**Tasks:**
(a) From the report on the Australian stock market, extract the passage from "Among oil stocks, Woodside" to "almost 3 percent.", copying it word for word.
(b) Continue the report on the Australian stock market from where it stops.

**Document passage:**

Australian stock market is slightly lower in choppy trading on Friday, with the benchmark S&P/ASX 200 above the 7,000 mark at 14-month highs, as strong gains in gold miners and technology stocks were offset by weakness in energy and financial stocks. The cues overnight from Wall Street were broadly positive amid strong data releases and a dip in long term bond yields.
The benchmark S&P/ASX 200 Index is losing 4.40 points or 0.06 percent to 7,054.20, after touching a high of 7,066.40 earlier. The broader All Ordinaries Index is down 1.10 points or 0.02 percent to 7,316.40. Australian markets ended higher on Thursday.
The major miners are mixed. Fortescue Metals is down more than 2 percent, while BHP Group is gaining almost 2 percent and Rio Tinto is edging up 0.3 percent.
Among oil stocks, Woodside Petroleum is down more than 1 percent, Oil Search is losing almost 1 percent and Santos is declining more than 1 percent. Meanwhile, Beach energy is gaining almost 3 percent.

**Source material:**
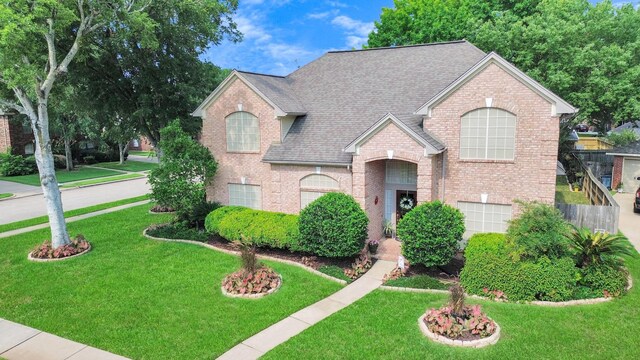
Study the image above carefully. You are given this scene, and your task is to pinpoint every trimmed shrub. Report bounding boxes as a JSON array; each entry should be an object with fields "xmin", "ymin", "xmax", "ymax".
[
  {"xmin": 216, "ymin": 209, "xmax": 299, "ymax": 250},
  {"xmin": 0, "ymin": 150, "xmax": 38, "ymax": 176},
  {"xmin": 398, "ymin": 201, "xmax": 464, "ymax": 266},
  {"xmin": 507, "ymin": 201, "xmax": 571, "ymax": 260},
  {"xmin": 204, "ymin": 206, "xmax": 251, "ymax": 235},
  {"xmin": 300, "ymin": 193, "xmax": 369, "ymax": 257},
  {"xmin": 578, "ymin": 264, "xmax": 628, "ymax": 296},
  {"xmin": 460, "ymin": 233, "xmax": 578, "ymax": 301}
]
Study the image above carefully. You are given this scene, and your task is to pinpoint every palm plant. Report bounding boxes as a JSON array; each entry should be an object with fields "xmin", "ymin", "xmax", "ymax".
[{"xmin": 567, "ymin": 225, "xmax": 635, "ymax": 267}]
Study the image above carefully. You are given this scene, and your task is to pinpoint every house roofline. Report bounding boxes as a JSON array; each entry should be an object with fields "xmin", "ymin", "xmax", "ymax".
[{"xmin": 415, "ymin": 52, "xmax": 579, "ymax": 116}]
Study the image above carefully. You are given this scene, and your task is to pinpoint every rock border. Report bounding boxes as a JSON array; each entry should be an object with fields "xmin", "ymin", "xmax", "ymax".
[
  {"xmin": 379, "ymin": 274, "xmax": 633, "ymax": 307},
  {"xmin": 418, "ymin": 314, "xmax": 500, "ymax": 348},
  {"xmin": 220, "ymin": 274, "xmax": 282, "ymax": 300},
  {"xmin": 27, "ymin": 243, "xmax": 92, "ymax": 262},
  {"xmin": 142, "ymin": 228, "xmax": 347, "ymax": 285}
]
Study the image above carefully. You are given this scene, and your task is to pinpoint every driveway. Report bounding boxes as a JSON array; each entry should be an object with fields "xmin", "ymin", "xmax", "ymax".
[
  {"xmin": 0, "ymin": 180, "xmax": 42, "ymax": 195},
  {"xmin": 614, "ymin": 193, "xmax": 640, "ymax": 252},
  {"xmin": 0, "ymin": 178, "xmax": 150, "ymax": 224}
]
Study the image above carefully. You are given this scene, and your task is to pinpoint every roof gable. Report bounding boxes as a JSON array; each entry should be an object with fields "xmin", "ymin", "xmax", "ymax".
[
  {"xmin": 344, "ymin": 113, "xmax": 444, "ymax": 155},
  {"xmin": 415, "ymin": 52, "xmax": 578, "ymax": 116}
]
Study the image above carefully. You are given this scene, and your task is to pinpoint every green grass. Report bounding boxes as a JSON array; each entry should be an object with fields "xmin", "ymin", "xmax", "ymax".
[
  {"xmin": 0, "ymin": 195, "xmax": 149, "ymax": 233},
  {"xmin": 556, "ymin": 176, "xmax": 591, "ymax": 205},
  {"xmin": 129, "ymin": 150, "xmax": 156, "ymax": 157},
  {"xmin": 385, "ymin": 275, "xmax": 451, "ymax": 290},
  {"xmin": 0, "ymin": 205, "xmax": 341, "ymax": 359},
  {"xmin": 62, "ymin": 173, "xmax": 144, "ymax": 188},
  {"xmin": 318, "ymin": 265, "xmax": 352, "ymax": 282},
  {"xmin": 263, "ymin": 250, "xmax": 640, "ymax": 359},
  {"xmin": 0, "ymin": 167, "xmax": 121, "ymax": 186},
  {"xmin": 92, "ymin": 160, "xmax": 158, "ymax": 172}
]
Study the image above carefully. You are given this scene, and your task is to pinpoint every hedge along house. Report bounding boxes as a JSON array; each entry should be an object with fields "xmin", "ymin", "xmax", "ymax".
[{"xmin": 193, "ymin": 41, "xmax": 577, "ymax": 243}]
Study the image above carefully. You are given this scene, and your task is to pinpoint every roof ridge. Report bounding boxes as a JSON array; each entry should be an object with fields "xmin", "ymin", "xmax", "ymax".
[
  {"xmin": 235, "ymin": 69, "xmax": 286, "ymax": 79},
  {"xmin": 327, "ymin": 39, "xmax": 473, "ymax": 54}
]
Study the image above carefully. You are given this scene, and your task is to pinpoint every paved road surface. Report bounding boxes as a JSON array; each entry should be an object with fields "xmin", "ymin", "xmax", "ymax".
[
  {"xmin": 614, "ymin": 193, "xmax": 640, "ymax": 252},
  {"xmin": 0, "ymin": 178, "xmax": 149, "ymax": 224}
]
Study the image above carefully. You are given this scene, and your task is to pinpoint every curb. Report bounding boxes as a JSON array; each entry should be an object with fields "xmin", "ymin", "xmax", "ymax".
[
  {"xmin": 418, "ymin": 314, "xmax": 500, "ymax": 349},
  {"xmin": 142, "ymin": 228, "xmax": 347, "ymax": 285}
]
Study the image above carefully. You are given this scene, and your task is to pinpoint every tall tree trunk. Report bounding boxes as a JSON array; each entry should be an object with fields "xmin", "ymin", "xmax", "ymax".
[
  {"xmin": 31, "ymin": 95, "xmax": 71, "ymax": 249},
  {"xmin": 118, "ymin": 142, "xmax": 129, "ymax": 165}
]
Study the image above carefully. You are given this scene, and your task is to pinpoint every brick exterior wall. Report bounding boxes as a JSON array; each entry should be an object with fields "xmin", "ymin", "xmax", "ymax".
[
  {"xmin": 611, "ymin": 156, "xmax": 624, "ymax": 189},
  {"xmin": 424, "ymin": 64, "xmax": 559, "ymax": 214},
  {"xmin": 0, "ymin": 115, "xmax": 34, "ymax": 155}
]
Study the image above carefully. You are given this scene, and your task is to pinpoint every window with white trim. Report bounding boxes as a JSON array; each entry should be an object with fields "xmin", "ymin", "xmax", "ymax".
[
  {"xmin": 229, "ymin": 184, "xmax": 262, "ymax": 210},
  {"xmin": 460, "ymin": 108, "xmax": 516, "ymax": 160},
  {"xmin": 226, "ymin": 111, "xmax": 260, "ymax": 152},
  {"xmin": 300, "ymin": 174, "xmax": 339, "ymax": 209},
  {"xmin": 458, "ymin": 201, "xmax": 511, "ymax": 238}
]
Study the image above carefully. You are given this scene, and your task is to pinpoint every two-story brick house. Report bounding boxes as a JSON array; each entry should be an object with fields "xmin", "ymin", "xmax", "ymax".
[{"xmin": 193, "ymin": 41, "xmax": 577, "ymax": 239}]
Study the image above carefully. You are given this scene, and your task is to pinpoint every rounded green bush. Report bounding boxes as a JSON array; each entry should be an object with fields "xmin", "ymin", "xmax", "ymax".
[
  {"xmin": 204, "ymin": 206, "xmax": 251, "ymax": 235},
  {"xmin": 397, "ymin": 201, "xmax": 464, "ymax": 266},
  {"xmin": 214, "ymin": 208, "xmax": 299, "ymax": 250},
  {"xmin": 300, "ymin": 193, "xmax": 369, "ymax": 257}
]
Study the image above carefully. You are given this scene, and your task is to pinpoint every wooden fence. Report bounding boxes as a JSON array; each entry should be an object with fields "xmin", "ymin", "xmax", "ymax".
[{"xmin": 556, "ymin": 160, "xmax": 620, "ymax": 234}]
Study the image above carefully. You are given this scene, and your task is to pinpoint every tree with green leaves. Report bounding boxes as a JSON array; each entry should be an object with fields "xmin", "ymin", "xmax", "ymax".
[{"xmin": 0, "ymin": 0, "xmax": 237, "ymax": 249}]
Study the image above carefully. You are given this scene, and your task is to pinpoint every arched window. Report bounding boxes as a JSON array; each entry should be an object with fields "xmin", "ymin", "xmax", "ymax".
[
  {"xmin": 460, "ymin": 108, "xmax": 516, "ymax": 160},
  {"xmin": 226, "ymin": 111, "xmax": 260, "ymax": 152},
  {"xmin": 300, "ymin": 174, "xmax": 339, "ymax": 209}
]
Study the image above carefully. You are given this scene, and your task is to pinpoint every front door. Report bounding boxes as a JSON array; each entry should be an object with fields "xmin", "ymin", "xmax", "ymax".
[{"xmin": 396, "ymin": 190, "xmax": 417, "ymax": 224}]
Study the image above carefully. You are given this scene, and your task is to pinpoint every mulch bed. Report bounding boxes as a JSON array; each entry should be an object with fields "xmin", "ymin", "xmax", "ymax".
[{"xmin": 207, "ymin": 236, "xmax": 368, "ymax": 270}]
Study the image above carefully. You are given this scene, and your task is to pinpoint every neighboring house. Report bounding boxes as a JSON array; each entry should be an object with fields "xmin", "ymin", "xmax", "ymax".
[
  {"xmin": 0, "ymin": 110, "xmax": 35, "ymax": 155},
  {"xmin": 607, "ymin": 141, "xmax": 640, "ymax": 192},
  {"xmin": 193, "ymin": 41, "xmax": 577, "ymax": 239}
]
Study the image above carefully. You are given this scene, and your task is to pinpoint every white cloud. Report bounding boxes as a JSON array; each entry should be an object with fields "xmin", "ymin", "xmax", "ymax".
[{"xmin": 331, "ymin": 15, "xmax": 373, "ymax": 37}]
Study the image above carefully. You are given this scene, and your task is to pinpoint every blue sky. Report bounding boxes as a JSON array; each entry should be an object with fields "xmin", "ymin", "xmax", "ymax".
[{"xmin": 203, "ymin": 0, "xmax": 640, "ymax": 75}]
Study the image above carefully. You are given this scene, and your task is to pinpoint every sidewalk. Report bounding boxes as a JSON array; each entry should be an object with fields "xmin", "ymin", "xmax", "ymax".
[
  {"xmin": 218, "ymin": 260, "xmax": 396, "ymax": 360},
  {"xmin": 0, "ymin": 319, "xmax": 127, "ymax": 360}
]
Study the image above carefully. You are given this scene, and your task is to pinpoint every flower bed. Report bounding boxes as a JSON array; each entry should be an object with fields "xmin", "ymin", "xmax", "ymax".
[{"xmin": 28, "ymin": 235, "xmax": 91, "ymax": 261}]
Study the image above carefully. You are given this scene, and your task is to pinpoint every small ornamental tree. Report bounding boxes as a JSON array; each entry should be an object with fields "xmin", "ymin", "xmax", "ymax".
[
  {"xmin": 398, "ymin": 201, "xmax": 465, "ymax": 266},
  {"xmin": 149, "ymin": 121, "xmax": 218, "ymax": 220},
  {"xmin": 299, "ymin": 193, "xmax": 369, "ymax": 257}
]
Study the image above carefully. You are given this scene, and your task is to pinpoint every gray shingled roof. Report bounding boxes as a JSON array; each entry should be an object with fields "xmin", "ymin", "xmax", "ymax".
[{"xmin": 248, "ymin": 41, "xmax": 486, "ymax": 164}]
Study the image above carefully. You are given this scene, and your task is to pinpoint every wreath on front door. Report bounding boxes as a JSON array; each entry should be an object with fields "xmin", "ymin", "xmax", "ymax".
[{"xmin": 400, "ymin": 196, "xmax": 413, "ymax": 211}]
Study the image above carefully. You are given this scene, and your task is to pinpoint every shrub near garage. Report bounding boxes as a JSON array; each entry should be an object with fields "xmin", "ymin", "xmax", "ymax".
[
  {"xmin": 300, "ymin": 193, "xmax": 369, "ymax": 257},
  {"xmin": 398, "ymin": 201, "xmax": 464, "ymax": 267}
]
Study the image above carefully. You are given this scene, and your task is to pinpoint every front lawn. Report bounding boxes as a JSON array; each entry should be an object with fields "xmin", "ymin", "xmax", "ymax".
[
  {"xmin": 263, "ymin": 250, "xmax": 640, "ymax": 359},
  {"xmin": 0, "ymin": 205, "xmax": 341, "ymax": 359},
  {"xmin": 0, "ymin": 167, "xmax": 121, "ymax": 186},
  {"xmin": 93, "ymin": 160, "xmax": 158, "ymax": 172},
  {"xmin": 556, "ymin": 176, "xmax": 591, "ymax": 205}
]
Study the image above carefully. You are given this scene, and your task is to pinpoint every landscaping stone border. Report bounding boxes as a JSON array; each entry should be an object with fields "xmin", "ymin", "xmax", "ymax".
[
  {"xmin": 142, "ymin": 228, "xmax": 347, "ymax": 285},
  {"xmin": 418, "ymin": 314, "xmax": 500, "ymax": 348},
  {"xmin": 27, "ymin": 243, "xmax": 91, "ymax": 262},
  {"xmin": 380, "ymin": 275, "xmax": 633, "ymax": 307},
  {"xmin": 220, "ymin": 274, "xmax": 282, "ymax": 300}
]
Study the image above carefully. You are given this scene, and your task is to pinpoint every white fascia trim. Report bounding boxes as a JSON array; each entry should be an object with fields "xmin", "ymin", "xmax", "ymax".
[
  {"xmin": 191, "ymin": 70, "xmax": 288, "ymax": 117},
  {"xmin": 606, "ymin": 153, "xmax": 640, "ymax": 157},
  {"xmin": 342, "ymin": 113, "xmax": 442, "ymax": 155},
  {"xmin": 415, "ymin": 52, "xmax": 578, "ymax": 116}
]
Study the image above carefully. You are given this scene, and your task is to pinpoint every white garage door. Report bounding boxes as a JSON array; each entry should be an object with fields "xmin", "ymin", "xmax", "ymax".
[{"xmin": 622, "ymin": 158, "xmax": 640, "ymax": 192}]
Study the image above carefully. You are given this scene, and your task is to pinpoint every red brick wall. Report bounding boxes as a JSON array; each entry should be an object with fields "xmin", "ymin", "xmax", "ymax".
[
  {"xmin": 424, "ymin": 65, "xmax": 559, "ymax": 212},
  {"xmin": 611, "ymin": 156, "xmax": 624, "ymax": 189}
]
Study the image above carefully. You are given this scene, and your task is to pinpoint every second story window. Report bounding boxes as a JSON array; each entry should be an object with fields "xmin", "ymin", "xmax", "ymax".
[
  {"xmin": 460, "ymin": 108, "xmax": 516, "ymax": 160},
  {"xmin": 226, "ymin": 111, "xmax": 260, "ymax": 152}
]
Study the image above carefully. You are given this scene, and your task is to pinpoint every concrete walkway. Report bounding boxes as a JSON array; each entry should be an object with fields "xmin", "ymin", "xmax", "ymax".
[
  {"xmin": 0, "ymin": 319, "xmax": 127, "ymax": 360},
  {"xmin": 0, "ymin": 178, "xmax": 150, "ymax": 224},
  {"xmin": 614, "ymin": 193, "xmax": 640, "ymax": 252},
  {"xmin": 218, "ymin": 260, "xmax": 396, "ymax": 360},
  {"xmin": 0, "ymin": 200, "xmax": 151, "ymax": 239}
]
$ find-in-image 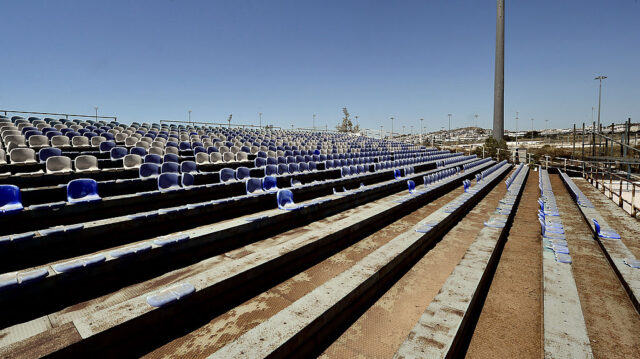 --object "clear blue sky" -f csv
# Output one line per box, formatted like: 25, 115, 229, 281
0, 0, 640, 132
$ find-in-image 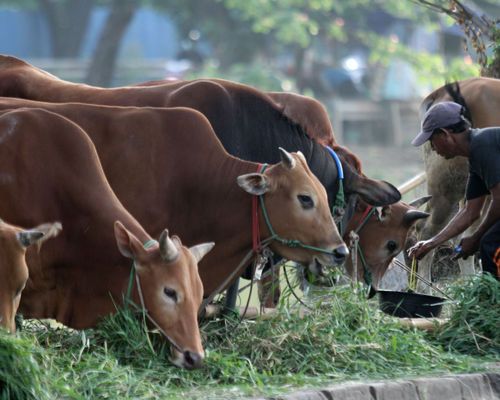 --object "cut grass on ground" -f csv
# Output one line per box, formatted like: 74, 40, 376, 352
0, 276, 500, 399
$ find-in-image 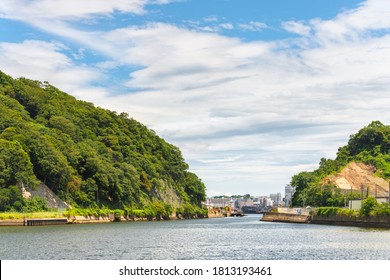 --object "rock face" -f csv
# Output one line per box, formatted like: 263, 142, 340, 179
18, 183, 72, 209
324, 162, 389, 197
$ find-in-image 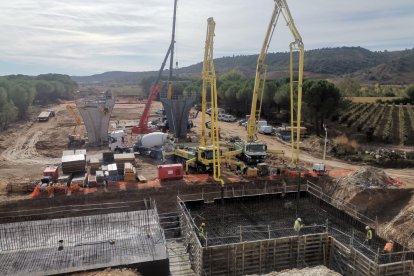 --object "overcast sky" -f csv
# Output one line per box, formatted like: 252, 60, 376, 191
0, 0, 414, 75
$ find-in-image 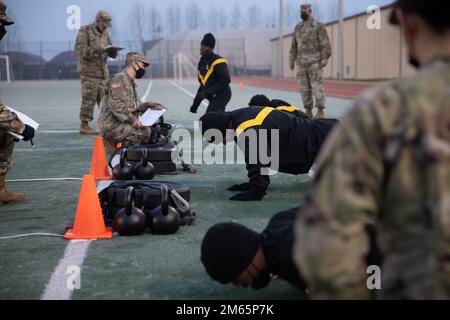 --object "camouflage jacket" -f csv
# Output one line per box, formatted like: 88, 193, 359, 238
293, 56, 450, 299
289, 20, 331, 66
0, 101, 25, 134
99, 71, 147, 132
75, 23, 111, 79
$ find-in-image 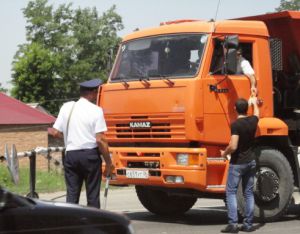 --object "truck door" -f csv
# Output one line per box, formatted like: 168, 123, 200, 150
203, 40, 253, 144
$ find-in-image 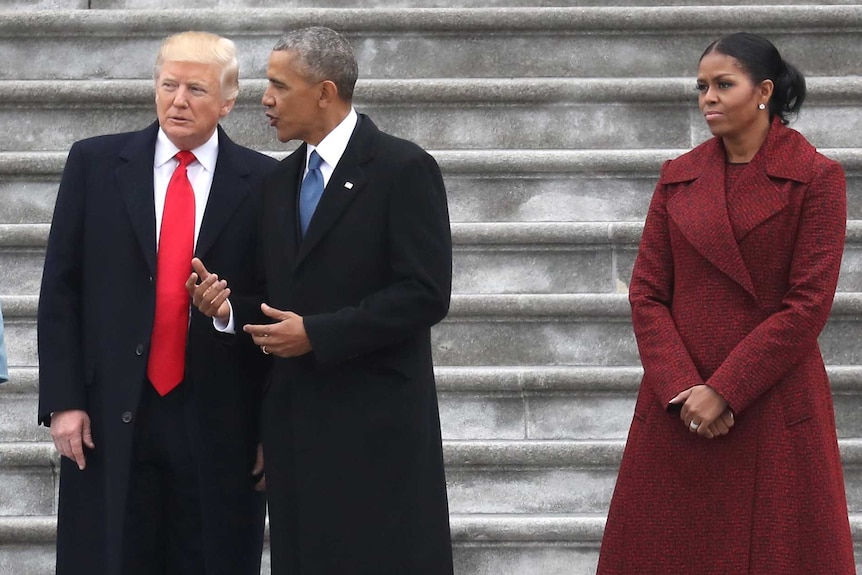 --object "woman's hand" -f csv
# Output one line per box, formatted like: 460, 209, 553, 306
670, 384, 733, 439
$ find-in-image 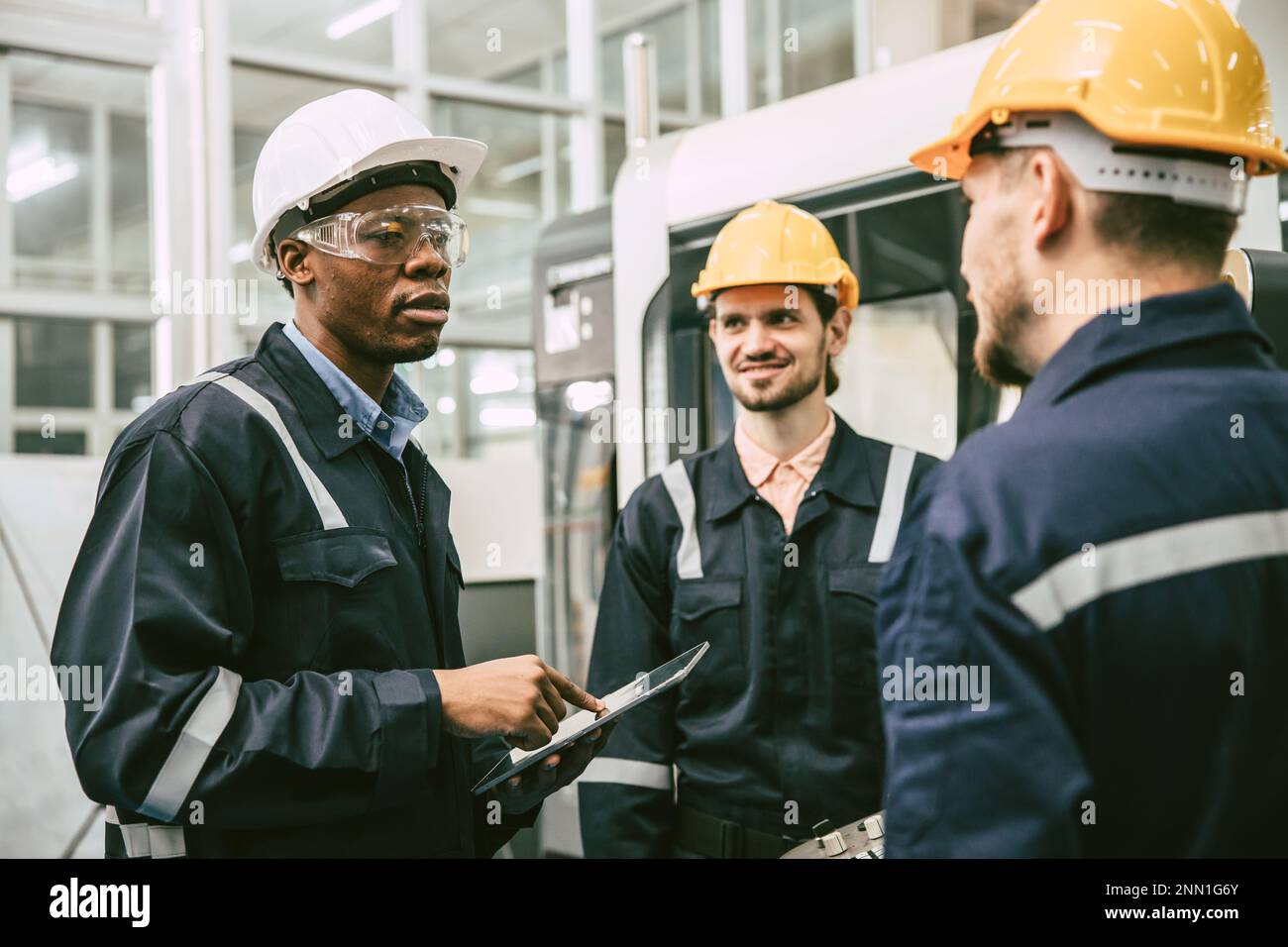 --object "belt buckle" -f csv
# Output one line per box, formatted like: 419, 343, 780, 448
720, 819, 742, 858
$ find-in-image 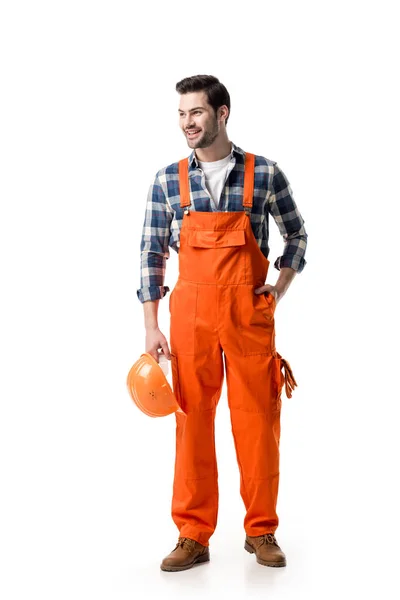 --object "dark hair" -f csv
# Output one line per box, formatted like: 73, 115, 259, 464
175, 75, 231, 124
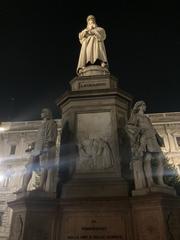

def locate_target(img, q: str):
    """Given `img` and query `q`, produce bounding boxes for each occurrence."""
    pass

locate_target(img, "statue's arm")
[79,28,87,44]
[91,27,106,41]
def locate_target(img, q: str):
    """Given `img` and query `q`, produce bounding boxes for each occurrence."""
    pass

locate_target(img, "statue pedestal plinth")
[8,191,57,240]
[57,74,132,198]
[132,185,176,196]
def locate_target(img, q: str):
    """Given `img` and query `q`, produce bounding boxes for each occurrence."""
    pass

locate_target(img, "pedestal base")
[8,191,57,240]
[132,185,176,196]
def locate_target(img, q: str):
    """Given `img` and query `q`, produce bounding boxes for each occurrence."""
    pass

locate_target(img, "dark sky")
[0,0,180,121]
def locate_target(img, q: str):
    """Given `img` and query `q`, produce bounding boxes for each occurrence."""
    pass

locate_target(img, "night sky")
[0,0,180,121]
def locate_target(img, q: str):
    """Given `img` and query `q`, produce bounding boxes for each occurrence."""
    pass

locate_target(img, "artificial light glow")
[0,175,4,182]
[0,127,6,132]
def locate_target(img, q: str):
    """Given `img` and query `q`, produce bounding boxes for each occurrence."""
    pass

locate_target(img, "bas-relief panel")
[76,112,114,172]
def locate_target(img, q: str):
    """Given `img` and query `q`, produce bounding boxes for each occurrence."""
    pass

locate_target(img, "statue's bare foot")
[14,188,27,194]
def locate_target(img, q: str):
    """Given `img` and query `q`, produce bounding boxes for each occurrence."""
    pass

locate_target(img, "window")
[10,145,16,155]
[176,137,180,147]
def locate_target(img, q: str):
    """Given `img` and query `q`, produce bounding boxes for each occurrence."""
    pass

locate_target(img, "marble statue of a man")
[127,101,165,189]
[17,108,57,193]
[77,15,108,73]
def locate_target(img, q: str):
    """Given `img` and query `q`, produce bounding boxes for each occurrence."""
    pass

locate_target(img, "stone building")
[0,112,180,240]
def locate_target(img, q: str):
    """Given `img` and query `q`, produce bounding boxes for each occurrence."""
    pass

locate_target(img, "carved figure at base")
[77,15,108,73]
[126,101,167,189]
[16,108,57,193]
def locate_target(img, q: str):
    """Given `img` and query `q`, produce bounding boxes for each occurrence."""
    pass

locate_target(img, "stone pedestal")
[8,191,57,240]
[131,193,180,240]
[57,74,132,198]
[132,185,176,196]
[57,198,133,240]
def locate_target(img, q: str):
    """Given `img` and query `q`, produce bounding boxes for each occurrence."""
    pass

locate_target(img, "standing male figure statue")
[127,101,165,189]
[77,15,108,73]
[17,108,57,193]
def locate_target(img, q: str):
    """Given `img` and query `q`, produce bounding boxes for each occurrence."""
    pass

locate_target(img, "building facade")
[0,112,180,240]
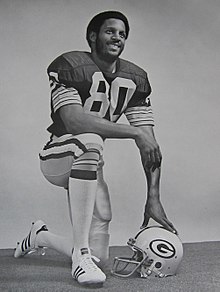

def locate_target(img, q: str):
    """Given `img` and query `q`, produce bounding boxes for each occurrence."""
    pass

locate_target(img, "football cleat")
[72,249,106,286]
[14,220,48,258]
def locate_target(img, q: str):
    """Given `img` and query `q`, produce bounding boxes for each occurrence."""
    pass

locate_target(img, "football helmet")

**Numbered responses:**
(a)
Among oil stocks, Woodside Petroleum is down more than 1 percent, Oil Search is losing almost 1 percent and Santos is declining more than 1 percent. Meanwhile, Beach energy is gaining almost 3 percent.

(b)
Among tech stocks, Afterpay is edging up 0.4 percent, WiseTech Global is also edging up 0.2 percent, and Appen is gaining more than 3 percent. Xero is adding more than 1 percent.
Among the big four banks, Westpac, ANZ Banking and National Australia Bank are all down about 0.5 percent each, while Commonwealth Bank is edging down 0.1 percent.
Gold miners are higher after gold climbed. Evolution Mining and Northern Star Resources are gaining more than 3 percent each, while Newcrest Mining and Gold Road Resources are adding almost 4 percent. Resolute Mining is up almost 3 percent.
Coca-Cola Amatil’s $10 billion takeover by Coca-Cola European Partners has got their final consent from the New Zealand Overseas Investment Office and shareholders also appear to have given the green light, with proxy votes released ahead of the company’s 10 am vote meeting showing overwhelming support for the deal.
Shares in Mineral Resources are down almost 5 percent after it downgrading its export targets for the lucrative steel-making raw material iron ore by as much as 15 percent for full year to between 17.4 million and 18 million tonnes.
Shares in Mayne Pharma are surging almost 8 percent after the U.S. Food and Drug Administration approved its contraceptive product Nextstellis, the first new estrogen-based contraceptive to be introduced to the US market in fifty years.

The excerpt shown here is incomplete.